Records provided:
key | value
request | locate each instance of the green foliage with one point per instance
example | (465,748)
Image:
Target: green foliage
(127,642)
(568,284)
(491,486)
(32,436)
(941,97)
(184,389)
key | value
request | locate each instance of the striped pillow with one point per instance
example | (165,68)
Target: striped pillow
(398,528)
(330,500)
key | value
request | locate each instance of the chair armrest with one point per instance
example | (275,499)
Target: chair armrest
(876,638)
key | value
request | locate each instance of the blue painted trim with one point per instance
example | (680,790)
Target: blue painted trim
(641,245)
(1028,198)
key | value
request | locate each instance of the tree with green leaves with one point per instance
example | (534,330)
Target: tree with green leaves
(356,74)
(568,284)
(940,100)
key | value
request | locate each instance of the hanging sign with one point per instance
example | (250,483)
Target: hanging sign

Written task: Copy out every line of the material above, requests included, and shift each answer point by adding 57 to both of its coordinates. The sample coordinates inside the requests stay as they are.

Response to this task:
key | value
request | locate each instance of the green foliage with one point per instance
example | (465,748)
Image:
Target: green foliage
(184,699)
(625,341)
(548,543)
(89,493)
(998,154)
(241,446)
key | value
request | locate each instance of the striped pillow with one point per instance
example | (165,68)
Target: striped pillow
(455,585)
(387,557)
key | value
request | locate each instance of the chair armrest with one point per instance
example | (275,499)
Target: chair armrest
(933,695)
key | value
request | locate each instance of the blue painted trim with one point per instance
example | (680,790)
Target: blue painted trim
(698,302)
(1085,255)
key | value
request | locate each instance of the tree with green leaves with one point per instance
example | (534,330)
Target: tree with green leaves
(413,131)
(625,341)
(997,157)
key | value
request | locate each instance of the hanging sign with one point per instance
example | (250,483)
Target: hanging sign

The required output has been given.